**Provided entries:**
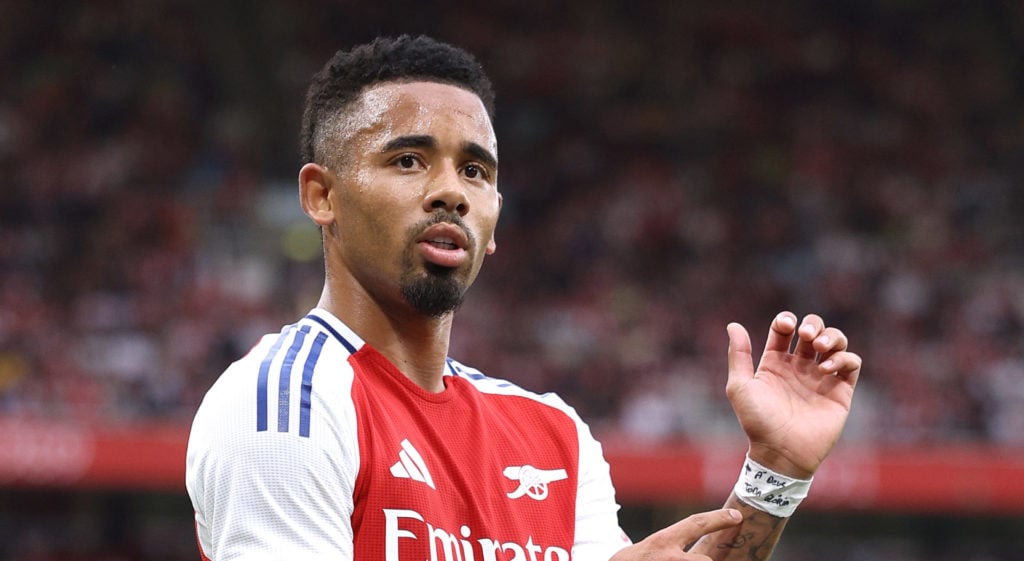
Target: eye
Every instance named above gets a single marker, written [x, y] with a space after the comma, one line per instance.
[473, 171]
[407, 162]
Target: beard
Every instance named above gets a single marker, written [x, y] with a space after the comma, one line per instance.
[435, 291]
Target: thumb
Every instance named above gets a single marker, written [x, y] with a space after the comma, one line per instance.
[740, 357]
[695, 526]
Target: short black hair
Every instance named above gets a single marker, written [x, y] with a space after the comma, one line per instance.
[401, 58]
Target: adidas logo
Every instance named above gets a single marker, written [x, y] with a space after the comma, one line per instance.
[411, 465]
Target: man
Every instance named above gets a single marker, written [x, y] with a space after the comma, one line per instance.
[351, 434]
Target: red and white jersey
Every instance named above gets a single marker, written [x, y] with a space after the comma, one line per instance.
[314, 446]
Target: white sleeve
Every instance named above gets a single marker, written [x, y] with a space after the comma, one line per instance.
[598, 534]
[271, 493]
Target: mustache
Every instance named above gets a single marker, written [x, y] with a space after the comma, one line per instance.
[442, 216]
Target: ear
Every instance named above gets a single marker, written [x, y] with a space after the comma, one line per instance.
[492, 245]
[315, 183]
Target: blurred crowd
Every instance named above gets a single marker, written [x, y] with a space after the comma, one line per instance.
[667, 167]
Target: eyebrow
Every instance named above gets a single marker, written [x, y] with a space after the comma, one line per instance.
[427, 141]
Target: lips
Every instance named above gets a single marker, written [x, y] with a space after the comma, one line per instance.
[443, 245]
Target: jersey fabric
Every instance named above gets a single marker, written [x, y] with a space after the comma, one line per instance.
[315, 446]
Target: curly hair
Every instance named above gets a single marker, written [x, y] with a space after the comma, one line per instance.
[402, 58]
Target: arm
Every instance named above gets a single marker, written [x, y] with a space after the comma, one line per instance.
[793, 408]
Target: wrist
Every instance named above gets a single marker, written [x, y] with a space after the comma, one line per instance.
[778, 462]
[768, 490]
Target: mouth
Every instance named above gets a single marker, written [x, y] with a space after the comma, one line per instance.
[444, 245]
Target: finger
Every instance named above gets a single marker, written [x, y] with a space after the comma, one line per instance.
[780, 334]
[843, 363]
[829, 341]
[693, 527]
[810, 329]
[739, 356]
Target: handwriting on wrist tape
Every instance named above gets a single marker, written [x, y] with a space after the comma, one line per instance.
[770, 491]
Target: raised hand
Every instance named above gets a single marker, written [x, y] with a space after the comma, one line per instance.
[794, 405]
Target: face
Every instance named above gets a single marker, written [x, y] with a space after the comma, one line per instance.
[414, 198]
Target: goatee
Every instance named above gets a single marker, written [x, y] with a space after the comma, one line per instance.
[435, 294]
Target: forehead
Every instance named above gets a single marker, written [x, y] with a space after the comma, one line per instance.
[390, 110]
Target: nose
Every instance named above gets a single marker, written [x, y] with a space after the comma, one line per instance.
[445, 191]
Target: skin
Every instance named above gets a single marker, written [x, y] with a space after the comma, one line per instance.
[414, 152]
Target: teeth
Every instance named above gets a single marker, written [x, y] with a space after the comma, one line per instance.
[446, 243]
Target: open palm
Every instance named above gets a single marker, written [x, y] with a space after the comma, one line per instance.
[794, 405]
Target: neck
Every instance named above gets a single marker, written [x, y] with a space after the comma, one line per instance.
[415, 343]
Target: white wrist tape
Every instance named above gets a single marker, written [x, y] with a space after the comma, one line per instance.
[767, 490]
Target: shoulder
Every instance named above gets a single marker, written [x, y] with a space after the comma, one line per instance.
[501, 387]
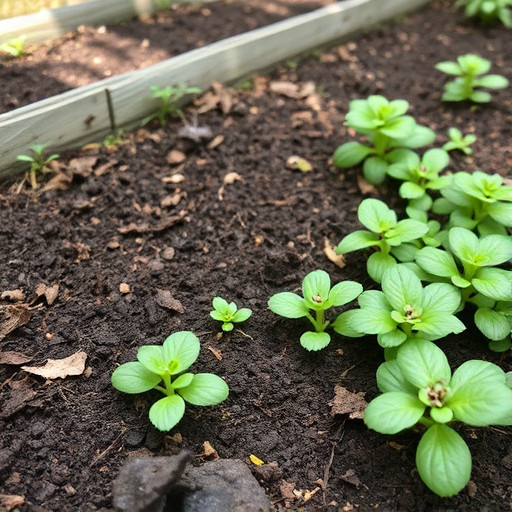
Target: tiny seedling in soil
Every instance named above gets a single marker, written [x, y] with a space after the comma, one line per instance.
[488, 11]
[228, 314]
[418, 387]
[388, 131]
[470, 70]
[319, 297]
[169, 98]
[459, 142]
[38, 162]
[162, 368]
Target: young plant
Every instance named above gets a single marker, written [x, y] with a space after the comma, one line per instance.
[488, 11]
[418, 387]
[387, 128]
[169, 102]
[386, 233]
[470, 70]
[38, 162]
[319, 297]
[228, 313]
[404, 310]
[459, 142]
[162, 368]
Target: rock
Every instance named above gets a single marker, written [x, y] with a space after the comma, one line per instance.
[224, 486]
[143, 482]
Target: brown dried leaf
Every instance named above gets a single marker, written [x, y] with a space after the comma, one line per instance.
[346, 402]
[60, 368]
[165, 299]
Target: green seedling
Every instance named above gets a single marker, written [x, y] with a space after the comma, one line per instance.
[169, 102]
[38, 162]
[228, 314]
[477, 201]
[470, 70]
[387, 129]
[14, 47]
[418, 387]
[386, 233]
[162, 368]
[404, 310]
[318, 296]
[459, 142]
[488, 11]
[420, 175]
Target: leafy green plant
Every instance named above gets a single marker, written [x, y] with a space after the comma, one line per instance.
[418, 387]
[477, 201]
[387, 129]
[162, 368]
[459, 142]
[488, 11]
[319, 297]
[38, 162]
[386, 233]
[228, 313]
[14, 47]
[404, 310]
[169, 102]
[470, 70]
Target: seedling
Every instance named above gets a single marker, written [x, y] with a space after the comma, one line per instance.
[228, 314]
[470, 70]
[385, 233]
[387, 128]
[38, 163]
[319, 297]
[419, 388]
[459, 142]
[169, 98]
[161, 367]
[404, 310]
[488, 11]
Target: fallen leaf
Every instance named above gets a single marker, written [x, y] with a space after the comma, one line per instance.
[330, 252]
[60, 368]
[165, 299]
[12, 357]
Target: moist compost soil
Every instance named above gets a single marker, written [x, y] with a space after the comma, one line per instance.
[122, 246]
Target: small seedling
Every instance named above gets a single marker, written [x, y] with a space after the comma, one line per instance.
[319, 297]
[459, 142]
[388, 130]
[488, 11]
[161, 367]
[470, 70]
[228, 314]
[38, 163]
[419, 387]
[169, 102]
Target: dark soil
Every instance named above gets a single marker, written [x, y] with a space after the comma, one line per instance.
[111, 218]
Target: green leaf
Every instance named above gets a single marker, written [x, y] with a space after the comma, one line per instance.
[492, 324]
[288, 304]
[314, 341]
[167, 412]
[443, 460]
[422, 363]
[134, 378]
[393, 412]
[357, 240]
[183, 347]
[205, 389]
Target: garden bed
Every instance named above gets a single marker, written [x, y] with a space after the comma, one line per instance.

**Exercise goal:**
Set out every line of the entries as a Markdown table with a Row column for the row number and a Line column for the line itself, skipping blank lines. Leave the pictures out of the table.

**Solution:**
| Row | Line |
|---|---|
| 1 | Target: eye |
| 2 | Every instance named above gets a single marker, written [x, y] with a space after the comma, one line per instance. |
| 3 | [473, 171] |
| 4 | [407, 162] |
| 5 | Target: beard |
| 6 | Every instance named above gets a single marker, written [x, y] with a space after the comma, one line per instance. |
| 7 | [435, 291] |
| 8 | Target: thumb |
| 9 | Every instance named above gets a single marker, written [x, y] with a space after the comma, one line per instance. |
| 10 | [740, 357] |
| 11 | [695, 526] |
| 12 | Target: short black hair |
| 13 | Every instance named above gets a single marker, written [x, y] with a space after the comma, one line per instance. |
| 14 | [401, 58] |
| 15 | Target: adidas logo |
| 16 | Every instance named above gets a single marker, written [x, y] with a space after the comma, one line per instance. |
| 17 | [411, 465] |
| 18 | Target: man |
| 19 | Every instance named above gets a single marker, written [x, y] with a space after the comma, one line per instance. |
| 20 | [351, 434] |
| 21 | Target: red and white jersey |
| 22 | Every instance named above gets a single marker, written [x, y] with a space after the comma, one line per instance. |
| 23 | [314, 446] |
| 24 | Target: white sleeve |
| 25 | Every instance named above gets a single marker, written [x, y] with a space after the comma, one line per instance. |
| 26 | [598, 534] |
| 27 | [271, 493] |
| 28 | Target: mustache |
| 29 | Every instance named above gets a single marker, written [x, y] with a space after the comma, one line per instance. |
| 30 | [442, 216] |
| 31 | Target: ear |
| 32 | Every instance named above gets a single marker, written [x, y] with a space after the comma, one line per instance. |
| 33 | [492, 245] |
| 34 | [315, 183] |
| 35 | Target: blurred crowd |
| 36 | Every instance named above gets a single marker, written [x, y] with a space after the comma, one line per instance. |
| 37 | [667, 167] |
| 38 | Target: eyebrow |
| 39 | Every instance named above gets a single marker, written [x, y] with a space after the comma, one line per instance. |
| 40 | [427, 141] |
| 41 | Target: lips |
| 42 | Every instance named above gets a single marker, written [x, y] with a space after the comma, one line per instance. |
| 43 | [443, 245] |
| 44 | Target: jersey fabric |
| 45 | Every instance named above gets a single marker, written [x, y] with a space after the comma, one line per instance. |
| 46 | [315, 446] |
| 47 | Target: curly hair |
| 48 | Every instance named above gets a single marker, written [x, y] with a space after the comma, one line per instance. |
| 49 | [402, 58] |
| 50 | Target: arm |
| 51 | Every instance named above gets a single marker, written [x, y] with a space after the comma, one line per instance. |
| 52 | [793, 408] |
| 53 | Target: wrist |
| 54 | Every instance named above gets a single marker, written [x, y] with a space after the comma, one line per instance. |
| 55 | [778, 462] |
| 56 | [768, 490] |
| 57 | Target: mouth |
| 58 | Every instance named above gets a single marker, written [x, y] with a space after the comma, one line per instance. |
| 59 | [444, 245] |
| 60 | Target: finger |
| 61 | Every instance named above gets a single marker, written [x, y] with a space after the comma, one line per instance. |
| 62 | [780, 334] |
| 63 | [843, 363] |
| 64 | [829, 341] |
| 65 | [693, 527] |
| 66 | [810, 329] |
| 67 | [739, 356] |
| 68 | Target: handwriting on wrist tape |
| 69 | Every instance named above gets a single marker, written [x, y] with a space after the comma, one line per instance. |
| 70 | [770, 491] |
| 71 | Target: raised hand |
| 72 | Every instance named above gets a single marker, written [x, y] with a space after the comma, one line per instance. |
| 73 | [794, 405] |
| 74 | Target: face |
| 75 | Every instance named above gets a single marker, written [x, y] with a space after the comma, one line per instance. |
| 76 | [414, 198] |
| 77 | Target: goatee |
| 78 | Every instance named above gets a single marker, written [x, y] with a space after the comma, one line per instance. |
| 79 | [435, 294] |
| 80 | Target: forehead |
| 81 | Every instance named above gets a single marker, written [x, y] with a space after the comma, one line per instance. |
| 82 | [390, 110] |
| 83 | Target: nose |
| 84 | Every instance named above gets a single marker, written [x, y] with a space after the comma, one line per instance. |
| 85 | [445, 191] |
| 86 | Target: skin |
| 87 | Every instance named above gets a single marker, written [x, y] with a space after the comma, one line per instance. |
| 88 | [414, 152] |
| 89 | Target: teeth |
| 90 | Every instance named above gets a single marker, written [x, y] with a space after the comma, one line per instance. |
| 91 | [446, 243] |
| 92 | Target: open palm |
| 93 | Every instance named above gets a single marker, written [x, y] with a space after the comma, one line per instance. |
| 94 | [794, 405] |
| 95 | Target: neck |
| 96 | Every instance named above gets a single marker, written [x, y] with a space after the comma, one line per instance. |
| 97 | [415, 343] |
| 98 | Target: white wrist tape |
| 99 | Every instance named above gets a single marker, written [x, y] with a space after the comma, one line per instance. |
| 100 | [767, 490] |
| 101 | Target: shoulder |
| 102 | Every instance named above gets a single marker, written [x, y] with a space after the comma, one line per instance. |
| 103 | [501, 387] |
| 104 | Target: tiny seedling in soil |
| 105 | Every instance named above gets a single marker, written [x, y] with a space after the comma, one line per instance. |
| 106 | [488, 11] |
| 107 | [228, 314] |
| 108 | [418, 387] |
| 109 | [388, 131] |
| 110 | [470, 70] |
| 111 | [319, 297] |
| 112 | [169, 98] |
| 113 | [459, 142] |
| 114 | [38, 162] |
| 115 | [162, 368] |
| 116 | Target: young plant |
| 117 | Every instance named above gets a single marker, written [x, y] with a space after the comma, one line per instance. |
| 118 | [488, 11] |
| 119 | [418, 387] |
| 120 | [387, 128] |
| 121 | [169, 102] |
| 122 | [386, 233] |
| 123 | [470, 70] |
| 124 | [38, 162] |
| 125 | [319, 297] |
| 126 | [228, 313] |
| 127 | [404, 310] |
| 128 | [459, 142] |
| 129 | [162, 368] |
| 130 | Target: rock |
| 131 | Every instance named above gets a single marker, written [x, y] with a space after the comma, one line per instance. |
| 132 | [224, 486] |
| 133 | [143, 482] |
| 134 | Target: brown dried leaf |
| 135 | Every instance named above gets a single marker, written [x, y] with a space after the comma, one line per instance. |
| 136 | [346, 402] |
| 137 | [60, 368] |
| 138 | [165, 299] |
| 139 | Target: green seedling |
| 140 | Every instance named above gets a single marker, written [x, y] with a space after the comma, one line per instance. |
| 141 | [169, 102] |
| 142 | [38, 162] |
| 143 | [228, 314] |
| 144 | [477, 201] |
| 145 | [470, 70] |
| 146 | [387, 129] |
| 147 | [14, 47] |
| 148 | [418, 387] |
| 149 | [386, 233] |
| 150 | [162, 368] |
| 151 | [404, 310] |
| 152 | [318, 296] |
| 153 | [459, 142] |
| 154 | [488, 11] |
| 155 | [420, 175] |
| 156 | Target: leafy green plant |
| 157 | Every instance named above gets a single marker, written [x, y] with a space after the comma, one line per instance. |
| 158 | [418, 387] |
| 159 | [477, 201] |
| 160 | [387, 129] |
| 161 | [162, 368] |
| 162 | [459, 142] |
| 163 | [488, 11] |
| 164 | [319, 297] |
| 165 | [38, 162] |
| 166 | [386, 233] |
| 167 | [228, 313] |
| 168 | [14, 47] |
| 169 | [404, 310] |
| 170 | [169, 102] |
| 171 | [470, 70] |
| 172 | Target: seedling |
| 173 | Every instance named above gets a single marker, written [x, y] with a space after the comma, one line per instance. |
| 174 | [228, 314] |
| 175 | [470, 70] |
| 176 | [385, 233] |
| 177 | [387, 128] |
| 178 | [38, 163] |
| 179 | [319, 297] |
| 180 | [419, 388] |
| 181 | [459, 142] |
| 182 | [169, 98] |
| 183 | [161, 367] |
| 184 | [404, 310] |
| 185 | [488, 11] |
| 186 | Target: fallen leaf |
| 187 | Every instance named above gets a single marker, written [x, y] with a space after the comma, one line per instance. |
| 188 | [330, 252] |
| 189 | [60, 368] |
| 190 | [165, 299] |
| 191 | [12, 357] |
| 192 | Target: moist compost soil |
| 193 | Every instance named above gets a single marker, written [x, y] with a space after the comma, one line per instance. |
| 194 | [122, 246] |
| 195 | Target: small seedling |
| 196 | Every instance named above gets a single marker, written [x, y] with a space after the comma, one line per instance. |
| 197 | [319, 297] |
| 198 | [459, 142] |
| 199 | [388, 130] |
| 200 | [488, 11] |
| 201 | [161, 367] |
| 202 | [470, 70] |
| 203 | [228, 314] |
| 204 | [38, 163] |
| 205 | [419, 387] |
| 206 | [169, 102] |
| 207 | Target: dark soil |
| 208 | Every instance named above gets a single marker, written [x, y] with a space after the comma, one line per instance. |
| 209 | [111, 218] |
| 210 | Target: green leaf |
| 211 | Every instance named above gets a single marker, written [x, y] with a space after the comma, one line per instance. |
| 212 | [492, 324] |
| 213 | [288, 304] |
| 214 | [314, 341] |
| 215 | [167, 412] |
| 216 | [443, 460] |
| 217 | [422, 363] |
| 218 | [134, 378] |
| 219 | [393, 412] |
| 220 | [357, 240] |
| 221 | [183, 347] |
| 222 | [205, 389] |
| 223 | Target: garden bed |
| 224 | Every instance named above gets a single marker, written [x, y] with a space after the comma, one line per instance. |